§ **Listing**:
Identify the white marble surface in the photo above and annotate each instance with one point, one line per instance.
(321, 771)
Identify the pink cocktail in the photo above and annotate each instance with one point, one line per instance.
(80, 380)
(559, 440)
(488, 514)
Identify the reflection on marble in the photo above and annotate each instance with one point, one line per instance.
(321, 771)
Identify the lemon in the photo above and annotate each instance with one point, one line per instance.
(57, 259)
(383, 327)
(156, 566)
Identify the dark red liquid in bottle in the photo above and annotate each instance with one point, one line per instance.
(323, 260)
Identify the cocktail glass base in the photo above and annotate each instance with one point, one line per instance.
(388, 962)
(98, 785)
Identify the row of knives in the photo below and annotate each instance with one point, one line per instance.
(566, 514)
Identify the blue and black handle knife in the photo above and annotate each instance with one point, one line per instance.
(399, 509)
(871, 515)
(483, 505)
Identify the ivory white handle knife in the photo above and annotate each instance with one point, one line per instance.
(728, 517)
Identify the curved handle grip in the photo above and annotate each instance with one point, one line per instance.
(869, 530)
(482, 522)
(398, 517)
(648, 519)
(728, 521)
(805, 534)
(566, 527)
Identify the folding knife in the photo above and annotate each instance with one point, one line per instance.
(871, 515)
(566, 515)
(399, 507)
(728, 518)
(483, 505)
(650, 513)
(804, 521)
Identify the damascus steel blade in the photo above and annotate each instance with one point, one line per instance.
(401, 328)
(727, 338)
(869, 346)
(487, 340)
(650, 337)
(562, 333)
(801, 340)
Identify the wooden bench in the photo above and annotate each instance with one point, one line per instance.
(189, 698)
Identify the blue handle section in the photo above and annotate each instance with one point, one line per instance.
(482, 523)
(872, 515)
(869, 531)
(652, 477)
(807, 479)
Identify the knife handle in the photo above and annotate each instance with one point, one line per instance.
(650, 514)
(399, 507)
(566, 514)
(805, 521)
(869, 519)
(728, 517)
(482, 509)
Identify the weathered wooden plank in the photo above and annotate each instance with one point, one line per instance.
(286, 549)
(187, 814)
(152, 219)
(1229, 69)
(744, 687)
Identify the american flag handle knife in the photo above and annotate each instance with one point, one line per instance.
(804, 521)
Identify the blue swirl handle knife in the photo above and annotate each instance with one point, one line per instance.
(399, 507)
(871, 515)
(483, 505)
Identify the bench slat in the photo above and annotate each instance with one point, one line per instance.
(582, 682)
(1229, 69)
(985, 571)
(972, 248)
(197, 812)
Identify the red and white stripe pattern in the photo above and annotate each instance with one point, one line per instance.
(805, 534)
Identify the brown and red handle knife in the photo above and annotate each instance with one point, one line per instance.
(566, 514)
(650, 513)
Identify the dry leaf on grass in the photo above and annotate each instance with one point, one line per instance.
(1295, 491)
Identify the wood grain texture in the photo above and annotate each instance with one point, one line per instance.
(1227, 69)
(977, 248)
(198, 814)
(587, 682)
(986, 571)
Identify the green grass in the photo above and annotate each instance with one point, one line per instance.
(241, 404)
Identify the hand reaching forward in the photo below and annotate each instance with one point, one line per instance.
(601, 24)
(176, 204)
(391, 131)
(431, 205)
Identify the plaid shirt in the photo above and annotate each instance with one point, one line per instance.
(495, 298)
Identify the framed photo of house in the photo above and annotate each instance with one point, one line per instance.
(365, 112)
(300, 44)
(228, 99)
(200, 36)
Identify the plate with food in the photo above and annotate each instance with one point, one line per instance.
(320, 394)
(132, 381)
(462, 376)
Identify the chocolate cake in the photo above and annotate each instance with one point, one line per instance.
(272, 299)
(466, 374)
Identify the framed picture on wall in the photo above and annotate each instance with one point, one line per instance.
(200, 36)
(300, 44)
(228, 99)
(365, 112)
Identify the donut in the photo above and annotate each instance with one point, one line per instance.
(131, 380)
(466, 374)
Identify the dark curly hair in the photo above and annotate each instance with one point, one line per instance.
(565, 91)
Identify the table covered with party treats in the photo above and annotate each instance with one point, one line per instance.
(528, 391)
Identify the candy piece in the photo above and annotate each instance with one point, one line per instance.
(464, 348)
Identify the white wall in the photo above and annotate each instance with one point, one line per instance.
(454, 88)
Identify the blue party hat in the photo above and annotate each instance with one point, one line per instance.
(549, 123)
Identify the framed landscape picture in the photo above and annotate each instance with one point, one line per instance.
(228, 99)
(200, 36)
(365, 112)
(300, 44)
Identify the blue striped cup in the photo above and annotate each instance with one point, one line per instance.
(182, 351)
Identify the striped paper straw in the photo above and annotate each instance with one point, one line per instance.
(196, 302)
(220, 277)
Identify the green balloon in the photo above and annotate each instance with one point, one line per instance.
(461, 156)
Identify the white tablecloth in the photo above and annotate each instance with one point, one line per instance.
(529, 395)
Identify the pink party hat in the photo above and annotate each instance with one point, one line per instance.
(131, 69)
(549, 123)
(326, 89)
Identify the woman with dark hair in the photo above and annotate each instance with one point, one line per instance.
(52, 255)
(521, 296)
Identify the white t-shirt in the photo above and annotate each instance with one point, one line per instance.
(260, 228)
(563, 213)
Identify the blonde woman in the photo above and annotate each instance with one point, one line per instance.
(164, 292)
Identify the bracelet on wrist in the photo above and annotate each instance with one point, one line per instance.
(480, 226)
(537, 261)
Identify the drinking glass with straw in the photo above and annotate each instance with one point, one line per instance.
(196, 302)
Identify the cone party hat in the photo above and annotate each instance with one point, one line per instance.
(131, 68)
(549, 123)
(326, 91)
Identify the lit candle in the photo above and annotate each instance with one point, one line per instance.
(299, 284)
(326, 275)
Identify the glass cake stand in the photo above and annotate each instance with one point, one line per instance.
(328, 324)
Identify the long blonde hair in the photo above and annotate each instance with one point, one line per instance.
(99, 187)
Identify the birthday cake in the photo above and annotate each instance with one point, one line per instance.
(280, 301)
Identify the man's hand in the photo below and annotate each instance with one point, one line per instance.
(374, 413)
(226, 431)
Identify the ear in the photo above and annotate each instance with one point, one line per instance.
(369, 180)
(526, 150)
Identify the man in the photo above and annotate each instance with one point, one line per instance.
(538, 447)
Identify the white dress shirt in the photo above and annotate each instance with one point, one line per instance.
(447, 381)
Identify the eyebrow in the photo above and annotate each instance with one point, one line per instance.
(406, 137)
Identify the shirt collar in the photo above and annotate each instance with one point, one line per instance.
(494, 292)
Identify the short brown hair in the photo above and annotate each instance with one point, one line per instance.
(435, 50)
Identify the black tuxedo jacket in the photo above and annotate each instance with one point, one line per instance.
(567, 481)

§ **What this task involves**: Could you write out every line again, starting at the line that has "Identify the glass" and stopping after the last line, with each coordinate shifted by adding 73 to it and all the other lines left as they are?

§ **Exercise solution**:
Identify the glass cake stand in the photo above and annotate each instance with one point, one line per instance.
(401, 397)
Identify the long blonde hair in the photo above and annotate each instance with one point, one line per instance.
(172, 260)
Identify the birthday cake in the photo above and annotate each instance with one point, one line per instance.
(353, 374)
Identify the man's hand in the photo below and annotate each instance with one point, one line per instance.
(447, 486)
(299, 504)
Identify the ear in the photo above and annotate each instance with one point, one line per instance.
(442, 253)
(599, 223)
Identify the man in the photo above and annotate each instance with one point, one line per instance.
(611, 520)
Identify the white dress shirt in the photo above and annotate each instance with one point, one line per instance.
(520, 454)
Identify the eyebrow in the photo above and annotate each instance with one point, one line per instance.
(479, 210)
Identify the shirt collar in the photo above and annotate each instance with one point, one line per instance.
(567, 365)
Identify the short brown hair in the photo above and annotate each instance with one point, one line per instance.
(508, 123)
Identify the black tuxedo jacket in the photo above and annotate each instance with one point, one line per instance.
(640, 554)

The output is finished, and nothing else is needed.